▸ **What is being asked**:
Revise the lines below by replacing every occurrence of "bounding box" with "enclosing rectangle", leaving all other text unchanged.

▸ **Task material**:

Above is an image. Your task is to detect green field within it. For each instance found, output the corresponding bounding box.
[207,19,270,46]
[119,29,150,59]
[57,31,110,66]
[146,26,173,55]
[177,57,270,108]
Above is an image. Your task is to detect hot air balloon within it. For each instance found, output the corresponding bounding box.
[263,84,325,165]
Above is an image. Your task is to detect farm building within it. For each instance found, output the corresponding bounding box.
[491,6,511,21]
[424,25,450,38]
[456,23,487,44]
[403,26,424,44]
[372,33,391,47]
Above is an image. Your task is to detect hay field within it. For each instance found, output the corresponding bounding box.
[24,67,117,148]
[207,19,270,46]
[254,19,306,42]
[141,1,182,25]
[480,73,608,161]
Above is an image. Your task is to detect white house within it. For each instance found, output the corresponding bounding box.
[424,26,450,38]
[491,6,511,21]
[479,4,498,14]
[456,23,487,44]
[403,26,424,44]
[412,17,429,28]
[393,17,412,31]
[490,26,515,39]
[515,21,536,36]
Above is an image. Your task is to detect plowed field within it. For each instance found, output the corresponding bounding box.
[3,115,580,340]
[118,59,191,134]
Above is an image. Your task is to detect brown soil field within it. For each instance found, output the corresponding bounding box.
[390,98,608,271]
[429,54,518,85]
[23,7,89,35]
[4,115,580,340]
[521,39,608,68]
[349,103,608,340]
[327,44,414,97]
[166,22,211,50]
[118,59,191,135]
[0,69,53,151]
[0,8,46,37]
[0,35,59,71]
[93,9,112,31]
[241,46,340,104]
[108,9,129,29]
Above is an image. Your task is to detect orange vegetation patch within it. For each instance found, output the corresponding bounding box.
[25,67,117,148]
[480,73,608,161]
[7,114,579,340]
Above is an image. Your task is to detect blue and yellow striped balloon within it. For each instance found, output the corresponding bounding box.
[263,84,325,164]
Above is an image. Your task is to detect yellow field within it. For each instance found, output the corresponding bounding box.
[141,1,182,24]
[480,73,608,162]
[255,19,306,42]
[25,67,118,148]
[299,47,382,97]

▸ **Problem solution**:
Above is an image. Your task is to detect green field within it. For each instance found, output the corresponding enclosing rectangle.
[207,19,270,46]
[119,29,150,59]
[57,31,110,66]
[146,26,173,55]
[177,57,270,108]
Above is an image. Your task is to detect hot air balloon within it. For each instance found, output the corresponding enclosing rectangle.
[263,84,325,165]
Above is an image. Your task is to detect farm building within it. For each instance found, output the corresponding enclosing rectangle.
[491,6,511,21]
[424,25,450,38]
[456,23,487,44]
[403,26,424,44]
[372,33,391,47]
Above is an image. Your task is to detect hay field within it. For each instance found, output the corresponding enclosing rectangle.
[24,67,117,148]
[207,19,270,46]
[254,19,306,42]
[141,1,182,25]
[480,73,608,161]
Above is an image. Your task is to detect white house within it. For each instance found, output the corresponding enclosing rectangle.
[424,26,450,38]
[491,6,511,21]
[479,4,498,14]
[456,23,487,44]
[403,26,424,44]
[412,17,429,28]
[393,17,412,31]
[490,26,515,39]
[515,21,536,36]
Above is an image. Your task is to detect plowed field within it. For each instance found, output the corresponding enclosing rectangle.
[3,115,580,340]
[118,59,191,134]
Above is an image. Your task is to detect brown soil field within it. For each instance found, output the corresponding enclosing rectangle.
[390,98,608,271]
[429,54,518,85]
[23,7,89,35]
[4,115,580,340]
[521,39,608,68]
[349,103,608,340]
[327,44,414,97]
[166,22,211,50]
[118,59,191,135]
[0,69,53,151]
[0,8,46,37]
[0,35,59,71]
[93,9,112,31]
[241,46,340,104]
[108,9,129,29]
Above is an image. Your task is to detect orange vegetation patch within it. For each instance found, output the corresponding enclosing rectangle.
[25,67,117,148]
[480,73,608,161]
[7,114,579,340]
Above is an image. Your task is to detect blue and yellow striped balloon within it. For each instance found, output the corresponding enclosing rectangle.
[263,84,325,164]
Above is an image. Your task is to detect yellow field within it. For each instance found, output the corresponding enclosing rectangle.
[141,1,182,24]
[480,73,608,162]
[255,19,306,42]
[25,67,118,148]
[299,47,382,97]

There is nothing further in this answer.